━━ STUDY TEXT

Secondary outcomes were the number of asthma-related outpatient physician visits and use of asthma medications. We did not evaluate asthma-related emergency department visits or hospitalizations as a separate outcome due to the low frequency of these events (N=14). The number of outpatient physician visits over one-year of follow-up was assessed separately by physician type (primary care or specialist). Medication use was captured using the questionnaire shown in Figure E1, and medications were classified into controller or reliever using a reference list (Table E1). In general, controller medications are those with anti-inflammatory effects (namely inhaled corticosteroids and leukotriene receptor antagonists), while reliever medications are those that are used on as-needed basis for temporary symptom relief (namely short-acting beta agonists). Medication use was determined by calculating the Medication Possession Ratio (MPR) separately for controller and reliever medications. MPR represents the proportion of days in which medications were available to the participant over the follow-up period.[21]
Exposure: Objective confirmation of asthma
Participants underwent an objective assessment of asthma at the final visit. The diagnostic algorithm for asthma is shown in Figure 1 and consisted of both bronchodilator reversibility and methacholine challenge tests implemented in a stepwise fashion. Spirometry was performed by a trained technician using a regularly calibrated spirometer. Reversible airflow obstruction was defined as a ≥12% increase in Forced Expiratory Volume in 1 second (FEV1) 15 minutes after administration of 200mcg of salbutamol via pressurized metered dose inhaler and a spacer device.[22] Participants who did not meet the criteria for reversible airflow obstruction returned within one week to undergo a methacholine challenge test. Participants who did not meet the criteria for asthma diagnosis at the first methacholine challenge test had their controller medications tapered and discontinued by a respirologist before returning for a second methacholine challenge test. A diagnosis of asthma was ruled out if FEV1 decreased by <20% following the administration of 16mg/mL of methacholine[23] in both methacholine challenge tests. Participants had a ‘confirmed asthma diagnosis’ if they met the criteria for asthma at the bronchodilator reversibility test or either methacholine challenge test.
Statistical Analysis
All statistical analyses were performed in R version 3.5.0.[24] We considered a two-tailed p-value of <0.05 as statistically significant.

━━━━
━━ GIVEN INFORMATION

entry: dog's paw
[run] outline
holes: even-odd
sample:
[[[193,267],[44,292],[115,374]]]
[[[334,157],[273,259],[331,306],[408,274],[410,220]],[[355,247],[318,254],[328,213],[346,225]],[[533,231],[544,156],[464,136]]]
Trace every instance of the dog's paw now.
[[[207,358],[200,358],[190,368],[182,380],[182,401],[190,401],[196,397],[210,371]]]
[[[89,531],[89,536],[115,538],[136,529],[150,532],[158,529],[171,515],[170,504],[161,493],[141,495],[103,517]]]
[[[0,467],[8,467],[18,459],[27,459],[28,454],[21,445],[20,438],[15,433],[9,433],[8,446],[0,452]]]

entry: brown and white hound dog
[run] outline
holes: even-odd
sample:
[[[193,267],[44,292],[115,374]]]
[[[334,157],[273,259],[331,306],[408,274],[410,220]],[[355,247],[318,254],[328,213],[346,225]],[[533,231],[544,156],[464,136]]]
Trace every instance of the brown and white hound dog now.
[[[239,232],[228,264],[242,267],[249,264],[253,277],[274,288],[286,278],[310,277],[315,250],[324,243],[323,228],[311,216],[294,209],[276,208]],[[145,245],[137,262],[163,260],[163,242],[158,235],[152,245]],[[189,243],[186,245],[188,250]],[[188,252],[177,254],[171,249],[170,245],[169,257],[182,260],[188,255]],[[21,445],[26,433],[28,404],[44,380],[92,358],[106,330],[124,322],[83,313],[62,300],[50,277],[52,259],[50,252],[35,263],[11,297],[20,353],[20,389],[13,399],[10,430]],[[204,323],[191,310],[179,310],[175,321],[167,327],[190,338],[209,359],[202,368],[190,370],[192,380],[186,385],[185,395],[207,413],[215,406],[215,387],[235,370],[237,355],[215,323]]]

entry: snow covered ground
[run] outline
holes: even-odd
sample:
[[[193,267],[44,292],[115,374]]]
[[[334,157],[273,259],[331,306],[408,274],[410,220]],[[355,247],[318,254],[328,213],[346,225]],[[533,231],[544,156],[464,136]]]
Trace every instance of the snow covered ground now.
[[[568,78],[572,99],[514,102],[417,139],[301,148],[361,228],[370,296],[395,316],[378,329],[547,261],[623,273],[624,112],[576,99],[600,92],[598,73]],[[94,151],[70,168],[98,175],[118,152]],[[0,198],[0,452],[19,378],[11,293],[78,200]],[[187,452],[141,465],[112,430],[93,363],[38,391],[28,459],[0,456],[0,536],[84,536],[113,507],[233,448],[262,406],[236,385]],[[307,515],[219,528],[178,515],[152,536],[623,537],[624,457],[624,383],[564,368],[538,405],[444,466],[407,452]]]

━━━━

REQUIRED TASKS:
1. From the asthma methods passage, extract the part that begins at the words "Statistical Analysis" and stops after "as statistically significant.", copying it word for word.
2. Write what comes next in the asthma methods passage, continuing from its last sentence.

RESULTS FOR THE EXERCISE:
1.
Statistical Analysis
All statistical analyses were performed in R version 3.5.0.[24] We considered a two-tailed p-value of <0.05 as statistically significant.

2.
We constructed separate generalized linear regression models (negative binomial distribution, log link) for the primary and secondary outcomes. This resulted in five separate models for the following outcomes: annual asthma-related (1) direct healthcare costs, (2) number of primary care physician visits, (3) number of specialist physician visits, (4) controller MPR, and (5) reliever MPR. All models included the objective diagnosis of asthma (confirmed vs. ruled out) as the exposure. Costs and MPR values (as a percentage) were rounded to the nearest integer value. Models were adjusted for participant tobacco smoking history (ever smoked vs. never smoked), ethnicity (Caucasian vs. non-Caucasian), age, sex, education (postsecondary vs. no), income (annual household income ≥$70,000 vs. less), and third-party insurance coverage for medications (coverage vs. no), all self-reported at baseline with a 12-month recall period. The resulting regression coefficients were exponentiated to create effect estimates on the relative scale (rate ratio [RR]). Asthma severity was not adjusted for due to the high likelihood that there is a causal relationship between severe asthma and a confirmed diagnosis of asthma.[11]
RESULTS
Sample Characteristics
The cohort selection procedure is illustrated in Figure 2. From the Economic Burden of Asthma cohort (618 participants), we excluded 86 participants who were <12 years of age, 153 in whom a methacholine challenge was contraindicated (N=29), refused (N=112), or could not be completed for other reasons (N=14), and 34 participants who were lost to follow-up. The final study cohort included 345 participants who underwent an objective diagnostic test for asthma at the final visit (12 months after baseline). Their characteristics are shown in Table 1. 212 (61.4%) participants were female, and the mean age at baseline was 48.9 (standard deviation [SD] 17.8) years. A diagnosis of asthma was confirmed in 259 (75.1%) participants: 138 (53.3%) by bronchodilator reversibility test, 98 (37.8%) following the first methacholine challenge test, and 23 (8.9%) following the second methacholine challenge test. Asthma was ruled out in 86 (24.9%) participants following negative results on all bronchodilator reversibility and methacholine challenge tests.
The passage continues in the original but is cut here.